## SOURCE PASSAGE
------------------------------------------------------------
TMX Global Analytics - Big Data and Machine Learning - The Next Frontier for Trading

Learn more about other key analytics for trade desks at our upcoming webinar

Introduction

Digital transformation has impacted how organizations across the globe conduct business, and artificial intelligence has been under a particular spotlight in recent years. McKinsey estimates that, in 2016, the total annual external investment in AI was between $8 billion to $12 billion, with ML accounting for close to 60% of that investment1. Meanwhile, the International Data Corporation (IDC) predicts that AI and ML spend will continue to experience double digit growth, from roughly $24 billion in 2018 to $77.6 billion by 20222.

The financial services sector has long been a leader in embracing and employing innovative technology solutions, with broker dealers and trading firms investing heavily in order management systems that automate greater portions of the trade lifecycle, including more powerful smart order routers and algorithmic offerings and, more recently, big data and analytics. Investment in these emerging technologies allows broker dealers to better serve their customers and trade more efficiently and effectively, while driving bottom line growth.

Of course, with opportunities presented by these new and emerging technologies, there are also a number of obstacles to overcome. Many organizations have deeply embedded organizational assumptions around information security that make exploring these techniques more expensive and time consuming, and it is rare that firms generate sufficient executive-team sponsorship to invest over multiple years and take risks necessary to build meaningful organizational capabilities in these emerging areas. Finally, leading teams along a complex path of obstacles requires different skill sets at various times to deliver a meaningful result that an organization can leverage or commercialize effectively.
------------------------------------------------------------
## DATA SECTION

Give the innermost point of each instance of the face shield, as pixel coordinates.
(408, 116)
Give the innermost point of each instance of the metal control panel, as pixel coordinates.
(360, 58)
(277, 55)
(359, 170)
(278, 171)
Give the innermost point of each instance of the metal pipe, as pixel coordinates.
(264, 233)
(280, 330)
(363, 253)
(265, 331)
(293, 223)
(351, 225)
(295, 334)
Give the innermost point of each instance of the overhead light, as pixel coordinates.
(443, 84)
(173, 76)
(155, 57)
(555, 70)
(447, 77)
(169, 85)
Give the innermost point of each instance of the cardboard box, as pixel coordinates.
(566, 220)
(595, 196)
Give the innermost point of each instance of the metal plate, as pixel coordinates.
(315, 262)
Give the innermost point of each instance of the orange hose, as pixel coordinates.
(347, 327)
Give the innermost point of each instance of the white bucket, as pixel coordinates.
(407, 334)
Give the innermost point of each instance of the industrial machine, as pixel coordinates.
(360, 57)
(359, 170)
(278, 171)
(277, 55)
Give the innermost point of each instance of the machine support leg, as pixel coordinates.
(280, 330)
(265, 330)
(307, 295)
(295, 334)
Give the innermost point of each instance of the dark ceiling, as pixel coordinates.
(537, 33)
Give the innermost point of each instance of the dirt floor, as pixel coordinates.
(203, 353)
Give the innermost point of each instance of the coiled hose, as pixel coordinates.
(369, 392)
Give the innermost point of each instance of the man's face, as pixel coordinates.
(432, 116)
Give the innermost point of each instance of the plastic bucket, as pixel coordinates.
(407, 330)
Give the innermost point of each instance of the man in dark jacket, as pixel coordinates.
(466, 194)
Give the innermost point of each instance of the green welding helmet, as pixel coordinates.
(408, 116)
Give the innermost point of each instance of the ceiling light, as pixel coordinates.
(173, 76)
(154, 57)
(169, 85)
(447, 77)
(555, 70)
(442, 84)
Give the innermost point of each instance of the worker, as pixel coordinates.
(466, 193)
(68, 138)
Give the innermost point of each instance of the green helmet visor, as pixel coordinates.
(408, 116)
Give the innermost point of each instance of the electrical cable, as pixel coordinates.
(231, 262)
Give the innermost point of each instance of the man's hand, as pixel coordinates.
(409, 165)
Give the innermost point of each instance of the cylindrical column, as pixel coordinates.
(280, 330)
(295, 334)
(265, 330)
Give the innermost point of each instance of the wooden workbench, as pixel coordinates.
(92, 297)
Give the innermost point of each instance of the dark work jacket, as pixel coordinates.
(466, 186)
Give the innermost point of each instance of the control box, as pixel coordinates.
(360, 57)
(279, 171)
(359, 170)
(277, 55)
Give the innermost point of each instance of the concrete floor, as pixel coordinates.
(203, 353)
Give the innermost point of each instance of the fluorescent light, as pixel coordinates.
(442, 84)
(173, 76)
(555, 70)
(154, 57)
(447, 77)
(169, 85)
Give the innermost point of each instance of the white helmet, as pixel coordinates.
------------------------------------------------------------
## TO BE DONE
1/ In the passage on big data and machine learning for trading, what share of the total 2016 annual external AI investment did ML account for?
2/ Print the passage on big data and machine learning for trading verbatim, starting with "Digital transformation has" and going on through "billion by 20222.".

## EXPECTED ANSWERS
1/ Close to 60%.

2/
Digital transformation has impacted how organizations across the globe conduct business, and artificial intelligence has been under a particular spotlight in recent years. McKinsey estimates that, in 2016, the total annual external investment in AI was between $8 billion to $12 billion, with ML accounting for close to 60% of that investment1. Meanwhile, the International Data Corporation (IDC) predicts that AI and ML spend will continue to experience double digit growth, from roughly $24 billion in 2018 to $77.6 billion by 20222.